───── Excerpt provided
Personal information
- Born: March 26, 1978 (age 48) Gouda, Netherlands
- Height: 1.75 m (5 ft 9 in)
- Weight: 68 kg (150 lb)

Sport
- Country: Netherlands
- Sport: Badminton
- Handedness: Right

Men's Singles
- Highest ranking: 18 (January 21, 2010)
- BWF profile

Medal record
Badminton
Representing Netherlands
European Junior Championships
| Gold medal – first place | 1997 Nymburk | Boys' singles |
| Bronze medal – third place | 1997 Nymburk | Mixed team |

= Dicky Palyama =

Dutch badminton player

Dicky Palyama (born March 26, 1978, in Gouda) is a male badminton player from the Netherlands.

==Early career==
After winning four junior titles in the Netherlands between 1994 and 1996, Dicky took the European junior U19 title in 1997.
His first success as a professional came in 1998, when he took the Welsh Open International title.
In 2000 he took his first National Dutch Championship; he has since won a record nine individual singles Dutch Championship titles.
──────────
───── Records supplied
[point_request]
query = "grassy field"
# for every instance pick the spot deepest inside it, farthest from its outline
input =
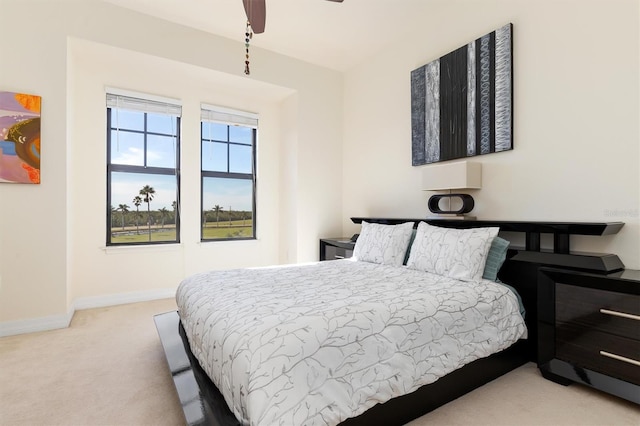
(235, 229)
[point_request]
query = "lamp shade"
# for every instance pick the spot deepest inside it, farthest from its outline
──────────
───── Records supplied
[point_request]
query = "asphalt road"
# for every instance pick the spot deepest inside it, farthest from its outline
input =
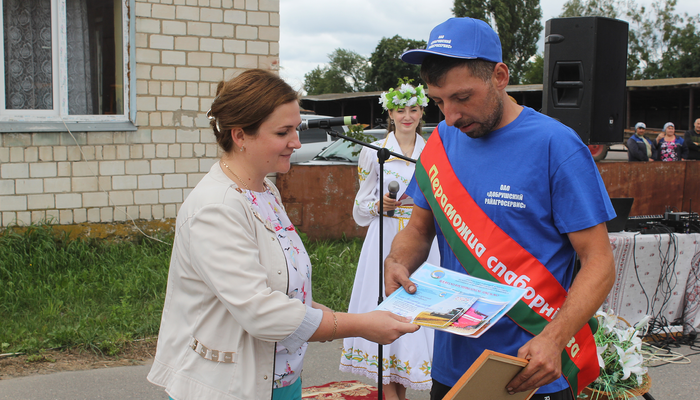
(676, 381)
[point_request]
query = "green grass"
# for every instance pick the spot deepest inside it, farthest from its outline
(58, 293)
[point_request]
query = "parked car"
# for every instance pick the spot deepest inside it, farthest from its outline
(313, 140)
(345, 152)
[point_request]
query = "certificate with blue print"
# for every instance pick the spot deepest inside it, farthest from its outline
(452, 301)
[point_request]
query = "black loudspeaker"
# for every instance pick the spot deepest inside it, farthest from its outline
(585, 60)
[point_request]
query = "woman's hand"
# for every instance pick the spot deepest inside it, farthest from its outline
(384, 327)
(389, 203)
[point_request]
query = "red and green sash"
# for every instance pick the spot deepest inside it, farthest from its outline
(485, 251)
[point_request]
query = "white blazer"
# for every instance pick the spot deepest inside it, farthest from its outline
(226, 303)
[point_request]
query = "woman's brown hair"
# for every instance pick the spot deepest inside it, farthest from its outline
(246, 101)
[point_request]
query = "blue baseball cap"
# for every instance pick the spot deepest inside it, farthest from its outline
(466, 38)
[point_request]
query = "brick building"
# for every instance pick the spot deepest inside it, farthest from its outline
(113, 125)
──────────
▸ Exercises to complete:
A: Duplicate the passage of the excerpt on Dicky Palyama that begins at the words "Dutch badminton player" and stops after the words "Open International title.".
B: State whether each of these statements agrees with the excerpt on Dicky Palyama, answering yes or no and quoting the deciding words: (i) He won the European junior U19 title in 1997. (ii) His first success as a professional was the Welsh Open International title in 2000. (iii) He has won nine individual singles Dutch Championship titles.
C: Take the excerpt on Dicky Palyama further, continuing it after its last sentence.

▸ Task results:
A:
Dutch badminton player

Dicky Palyama (born March 26, 1978, in Gouda) is a male badminton player from the Netherlands.

==Early career==
After winning four junior titles in the Netherlands between 1994 and 1996, Dicky took the European junior U19 title in 1997.
His first success as a professional came in 1998, when he took the Welsh Open International title.

B:
(i) Yes: "Dicky took the European junior U19 title in 1997."
(ii) No: "His first success as a professional came in 1998, when he took the Welsh Open International title."
(iii) Yes: "he has since won a record nine individual singles Dutch Championship titles."

C:
In 2002 he won the Spanish International Badminton Tournament and in 2003 the Bitburger Open International.

==2007 European Cup==
As a part of the BC Amersfoort team with Lotte Bruil-Jonathans, Yao Jie, Larisa Griga, Chris Bruil and Eric Pang, Palyama reached the final of the European Cup 2007 in Amersfoort by defeating CB Rinconada in the semi-finals. Unfortunately they fell to the NL Primorje team in the finals.

==Later career==
In 2008 Palyama won the Russian Open Grand Prix.
In 2009 he won both the Dutch & Polish Open International Challenges.
In 2010 he won the Strasbourg Masters.
Dicky Palyama retired as a professional badminton player in October 2013 with a special farewell demonstration match at the Yonex Dutch Open 2013 in front of a packed house at the Almere Topsport Centre against Peter Gade.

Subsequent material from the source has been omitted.